Thread (16 messages) 16 messages, 4 authors, 2003-07-23

Re: kernel bug in socketpair()

From: David S. Miller <hidden>
Date: 2003-07-23 14:33:28
Also in: lkml

On Wed, 23 Jul 2003 10:28:22 -0400 (EDT)
David Korn [off-list ref] wrote:
This make sense for INET sockets, but I don't understand the security
considerations for UNIX domain sockets.  Could you please elaborate?
Moreover, /dev/fd/n, (as opposed to /proc/$$/n) is restricted to
the current process and its decendents if close-on-exec is not specified.
Again, I don't understand why this would create a security problem
either since the socket is already accesible via the original
descriptor.
Someone else would have to comment, but I do know we've had
this behavior since day one.

And therefore I wouldn't be doing many people much of a favor
by changing the behavior today, what will people do who need
their things to work on the bazillion existing linux kernels
running out there? :-)

Also, see below for another reason why this behavior is unlikely
to change.

- _DATASET ROWS_
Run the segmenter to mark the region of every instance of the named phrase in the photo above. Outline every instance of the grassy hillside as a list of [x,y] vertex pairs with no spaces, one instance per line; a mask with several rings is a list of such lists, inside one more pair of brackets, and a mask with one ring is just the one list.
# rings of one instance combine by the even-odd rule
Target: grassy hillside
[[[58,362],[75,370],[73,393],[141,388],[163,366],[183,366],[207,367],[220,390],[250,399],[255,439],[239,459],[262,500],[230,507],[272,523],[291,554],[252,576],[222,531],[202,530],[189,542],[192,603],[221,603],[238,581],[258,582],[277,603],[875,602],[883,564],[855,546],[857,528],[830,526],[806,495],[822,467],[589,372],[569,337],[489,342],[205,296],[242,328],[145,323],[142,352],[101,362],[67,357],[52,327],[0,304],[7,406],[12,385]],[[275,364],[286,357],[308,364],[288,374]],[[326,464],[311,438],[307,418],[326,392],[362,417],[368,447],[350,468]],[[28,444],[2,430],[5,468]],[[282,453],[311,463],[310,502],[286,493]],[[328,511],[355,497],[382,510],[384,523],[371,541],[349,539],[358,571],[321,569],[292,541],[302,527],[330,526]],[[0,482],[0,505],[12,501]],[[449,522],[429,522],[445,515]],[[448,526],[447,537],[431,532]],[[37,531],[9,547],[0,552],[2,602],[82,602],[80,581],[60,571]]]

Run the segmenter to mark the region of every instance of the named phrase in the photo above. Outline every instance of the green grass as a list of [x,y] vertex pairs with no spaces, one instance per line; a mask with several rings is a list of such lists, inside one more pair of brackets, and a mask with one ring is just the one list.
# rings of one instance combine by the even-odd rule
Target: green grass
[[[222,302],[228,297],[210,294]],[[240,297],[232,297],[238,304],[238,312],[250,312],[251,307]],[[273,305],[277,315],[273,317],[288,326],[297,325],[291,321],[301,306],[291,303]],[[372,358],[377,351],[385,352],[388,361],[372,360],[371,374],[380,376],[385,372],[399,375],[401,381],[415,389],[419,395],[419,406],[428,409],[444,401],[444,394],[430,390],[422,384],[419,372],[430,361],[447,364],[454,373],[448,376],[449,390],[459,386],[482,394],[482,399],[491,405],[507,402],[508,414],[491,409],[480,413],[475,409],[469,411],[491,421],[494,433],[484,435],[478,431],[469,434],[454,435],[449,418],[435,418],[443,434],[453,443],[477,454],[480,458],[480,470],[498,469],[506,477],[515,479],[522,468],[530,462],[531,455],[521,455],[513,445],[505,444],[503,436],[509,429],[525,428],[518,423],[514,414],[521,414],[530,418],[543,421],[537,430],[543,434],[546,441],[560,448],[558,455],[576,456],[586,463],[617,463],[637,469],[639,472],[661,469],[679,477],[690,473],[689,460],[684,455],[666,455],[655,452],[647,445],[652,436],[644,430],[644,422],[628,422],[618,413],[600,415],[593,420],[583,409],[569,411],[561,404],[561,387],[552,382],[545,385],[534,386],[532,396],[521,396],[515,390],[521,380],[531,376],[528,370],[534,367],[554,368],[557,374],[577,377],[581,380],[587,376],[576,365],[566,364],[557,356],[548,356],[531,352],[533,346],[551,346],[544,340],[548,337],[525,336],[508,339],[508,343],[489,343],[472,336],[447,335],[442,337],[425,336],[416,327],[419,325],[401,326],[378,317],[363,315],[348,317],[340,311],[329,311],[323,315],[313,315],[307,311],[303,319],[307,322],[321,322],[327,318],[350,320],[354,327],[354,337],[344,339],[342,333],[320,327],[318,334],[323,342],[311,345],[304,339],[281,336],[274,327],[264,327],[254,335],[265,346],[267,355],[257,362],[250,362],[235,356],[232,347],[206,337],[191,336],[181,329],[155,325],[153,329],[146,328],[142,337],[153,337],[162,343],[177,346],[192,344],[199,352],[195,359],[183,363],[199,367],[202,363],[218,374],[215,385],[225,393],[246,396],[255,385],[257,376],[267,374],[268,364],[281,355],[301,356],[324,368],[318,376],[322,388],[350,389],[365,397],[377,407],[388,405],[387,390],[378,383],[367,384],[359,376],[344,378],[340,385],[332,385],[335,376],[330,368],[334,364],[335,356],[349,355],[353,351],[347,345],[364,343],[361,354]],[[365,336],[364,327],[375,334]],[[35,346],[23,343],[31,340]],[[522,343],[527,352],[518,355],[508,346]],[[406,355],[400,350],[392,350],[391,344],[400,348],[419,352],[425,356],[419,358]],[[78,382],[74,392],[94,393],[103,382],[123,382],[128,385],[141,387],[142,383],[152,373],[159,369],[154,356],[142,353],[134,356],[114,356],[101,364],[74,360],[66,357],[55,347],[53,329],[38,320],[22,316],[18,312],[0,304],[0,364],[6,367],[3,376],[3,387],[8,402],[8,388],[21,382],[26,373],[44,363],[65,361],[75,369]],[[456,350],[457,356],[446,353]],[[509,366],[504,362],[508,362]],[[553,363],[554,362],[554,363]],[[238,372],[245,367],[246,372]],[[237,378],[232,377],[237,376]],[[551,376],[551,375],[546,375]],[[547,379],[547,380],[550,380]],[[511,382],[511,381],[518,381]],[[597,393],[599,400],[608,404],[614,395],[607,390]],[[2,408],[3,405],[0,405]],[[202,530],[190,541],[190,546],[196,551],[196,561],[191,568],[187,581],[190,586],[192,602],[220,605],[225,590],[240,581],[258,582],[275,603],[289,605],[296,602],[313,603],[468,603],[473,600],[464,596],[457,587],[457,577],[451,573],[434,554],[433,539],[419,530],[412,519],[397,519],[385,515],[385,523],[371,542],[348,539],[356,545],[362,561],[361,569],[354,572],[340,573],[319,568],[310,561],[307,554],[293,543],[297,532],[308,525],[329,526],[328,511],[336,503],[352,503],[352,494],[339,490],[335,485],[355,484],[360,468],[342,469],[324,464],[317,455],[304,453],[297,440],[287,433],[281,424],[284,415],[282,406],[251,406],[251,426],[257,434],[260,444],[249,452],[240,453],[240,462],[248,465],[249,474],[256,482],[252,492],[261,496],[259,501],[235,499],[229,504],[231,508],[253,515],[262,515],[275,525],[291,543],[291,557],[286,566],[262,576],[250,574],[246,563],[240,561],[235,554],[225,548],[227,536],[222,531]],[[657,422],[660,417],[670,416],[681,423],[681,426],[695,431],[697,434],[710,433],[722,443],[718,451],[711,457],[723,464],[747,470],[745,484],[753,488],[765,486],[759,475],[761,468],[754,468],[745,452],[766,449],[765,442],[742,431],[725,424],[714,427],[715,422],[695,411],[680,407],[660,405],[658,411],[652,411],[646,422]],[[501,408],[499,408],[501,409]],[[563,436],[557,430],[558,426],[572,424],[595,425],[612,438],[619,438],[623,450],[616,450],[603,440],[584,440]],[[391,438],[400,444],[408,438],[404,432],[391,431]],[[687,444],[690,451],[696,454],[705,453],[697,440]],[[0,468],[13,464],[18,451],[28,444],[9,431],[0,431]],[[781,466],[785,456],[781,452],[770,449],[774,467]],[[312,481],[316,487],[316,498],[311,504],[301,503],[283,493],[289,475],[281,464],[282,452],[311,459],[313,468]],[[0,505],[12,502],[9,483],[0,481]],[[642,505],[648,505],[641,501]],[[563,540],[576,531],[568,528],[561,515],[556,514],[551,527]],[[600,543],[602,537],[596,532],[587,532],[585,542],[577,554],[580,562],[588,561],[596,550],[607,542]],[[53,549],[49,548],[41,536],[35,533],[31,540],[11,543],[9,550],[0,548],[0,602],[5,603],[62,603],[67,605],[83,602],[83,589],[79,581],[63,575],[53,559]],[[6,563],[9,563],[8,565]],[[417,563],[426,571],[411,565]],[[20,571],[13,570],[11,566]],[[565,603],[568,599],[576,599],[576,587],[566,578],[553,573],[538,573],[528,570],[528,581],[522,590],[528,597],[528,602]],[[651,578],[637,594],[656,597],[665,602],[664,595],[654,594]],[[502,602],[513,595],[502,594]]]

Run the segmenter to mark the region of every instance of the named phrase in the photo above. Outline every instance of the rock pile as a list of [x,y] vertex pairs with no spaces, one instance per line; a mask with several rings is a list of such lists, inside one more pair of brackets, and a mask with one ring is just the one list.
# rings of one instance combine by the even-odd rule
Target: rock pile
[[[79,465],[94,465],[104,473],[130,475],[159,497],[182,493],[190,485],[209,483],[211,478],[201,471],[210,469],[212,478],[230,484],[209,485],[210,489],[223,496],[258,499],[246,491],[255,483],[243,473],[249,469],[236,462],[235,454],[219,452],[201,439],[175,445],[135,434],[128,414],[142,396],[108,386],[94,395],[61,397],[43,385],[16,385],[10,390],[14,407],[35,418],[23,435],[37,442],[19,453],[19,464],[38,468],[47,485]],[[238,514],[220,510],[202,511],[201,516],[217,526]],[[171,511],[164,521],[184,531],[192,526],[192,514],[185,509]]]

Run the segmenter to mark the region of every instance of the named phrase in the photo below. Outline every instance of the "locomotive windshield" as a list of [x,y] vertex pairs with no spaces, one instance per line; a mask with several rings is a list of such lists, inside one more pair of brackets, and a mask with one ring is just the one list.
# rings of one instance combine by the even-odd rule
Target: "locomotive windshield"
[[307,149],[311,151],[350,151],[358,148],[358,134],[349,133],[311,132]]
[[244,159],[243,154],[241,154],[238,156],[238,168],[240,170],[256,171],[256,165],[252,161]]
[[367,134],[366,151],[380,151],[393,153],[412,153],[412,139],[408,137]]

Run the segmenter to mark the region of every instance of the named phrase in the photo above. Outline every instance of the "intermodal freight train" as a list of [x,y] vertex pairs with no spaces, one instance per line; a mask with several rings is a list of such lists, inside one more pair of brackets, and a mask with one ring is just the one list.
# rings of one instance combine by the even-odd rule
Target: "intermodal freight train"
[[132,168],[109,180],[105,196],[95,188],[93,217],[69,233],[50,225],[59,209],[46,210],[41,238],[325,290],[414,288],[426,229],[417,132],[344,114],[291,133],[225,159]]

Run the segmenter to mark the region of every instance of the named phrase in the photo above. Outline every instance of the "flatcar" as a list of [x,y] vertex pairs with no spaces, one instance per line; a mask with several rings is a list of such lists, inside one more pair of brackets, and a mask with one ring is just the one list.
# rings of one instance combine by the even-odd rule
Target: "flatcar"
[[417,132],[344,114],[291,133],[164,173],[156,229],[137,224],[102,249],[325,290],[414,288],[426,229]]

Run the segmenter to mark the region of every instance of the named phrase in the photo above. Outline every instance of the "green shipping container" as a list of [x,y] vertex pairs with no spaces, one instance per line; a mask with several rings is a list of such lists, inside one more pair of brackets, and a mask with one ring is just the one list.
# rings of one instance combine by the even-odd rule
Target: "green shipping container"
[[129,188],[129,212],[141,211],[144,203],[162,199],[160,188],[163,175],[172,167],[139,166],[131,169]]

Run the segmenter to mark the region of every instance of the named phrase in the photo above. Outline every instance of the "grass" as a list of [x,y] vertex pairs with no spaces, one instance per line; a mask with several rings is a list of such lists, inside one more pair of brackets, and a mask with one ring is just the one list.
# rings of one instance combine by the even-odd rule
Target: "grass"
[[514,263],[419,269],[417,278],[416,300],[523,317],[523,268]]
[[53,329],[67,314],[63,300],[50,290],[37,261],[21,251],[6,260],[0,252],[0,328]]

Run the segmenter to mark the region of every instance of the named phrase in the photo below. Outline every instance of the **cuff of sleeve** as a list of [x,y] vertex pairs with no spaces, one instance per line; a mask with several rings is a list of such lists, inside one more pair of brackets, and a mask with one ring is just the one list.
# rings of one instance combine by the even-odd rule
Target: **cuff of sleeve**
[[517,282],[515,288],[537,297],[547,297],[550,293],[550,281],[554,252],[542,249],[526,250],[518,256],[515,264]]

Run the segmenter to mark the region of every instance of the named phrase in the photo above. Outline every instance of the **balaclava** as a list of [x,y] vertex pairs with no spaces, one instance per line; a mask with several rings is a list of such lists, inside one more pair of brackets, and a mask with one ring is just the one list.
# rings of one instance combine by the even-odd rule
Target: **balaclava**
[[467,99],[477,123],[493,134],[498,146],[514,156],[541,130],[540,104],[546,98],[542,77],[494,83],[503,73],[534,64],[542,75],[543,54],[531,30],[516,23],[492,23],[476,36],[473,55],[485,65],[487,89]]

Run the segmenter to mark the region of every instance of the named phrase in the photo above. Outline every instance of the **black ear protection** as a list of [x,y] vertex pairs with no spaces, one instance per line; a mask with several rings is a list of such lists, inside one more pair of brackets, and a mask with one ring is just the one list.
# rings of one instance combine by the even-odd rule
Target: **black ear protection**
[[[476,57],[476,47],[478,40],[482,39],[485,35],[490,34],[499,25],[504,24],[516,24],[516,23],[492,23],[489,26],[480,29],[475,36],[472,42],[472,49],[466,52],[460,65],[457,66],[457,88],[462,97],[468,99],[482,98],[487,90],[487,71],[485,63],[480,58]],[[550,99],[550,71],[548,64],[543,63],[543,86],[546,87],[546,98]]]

- _AIM OF THE TASK_
Could you continue the mailing-list reply about the socketpair() kernel bug, picking up right after its last sentence?

- _TASK RESPONSE_
Finally if this is a security problem, why is the errno is set to ENXIO 
rather than EACCESS?
Look at the /proc file we put there for socket FD's.  It's a symbolic
link with a readable string of the form ("socket:[%d]", inode_nr)

So your program ends up doing a follow of a symbolic link with that
string name, which does not exist.

Thinking more about this, changing this behavior would probably break
more programs than it would help begin to function, so this is unlikely
to ever change.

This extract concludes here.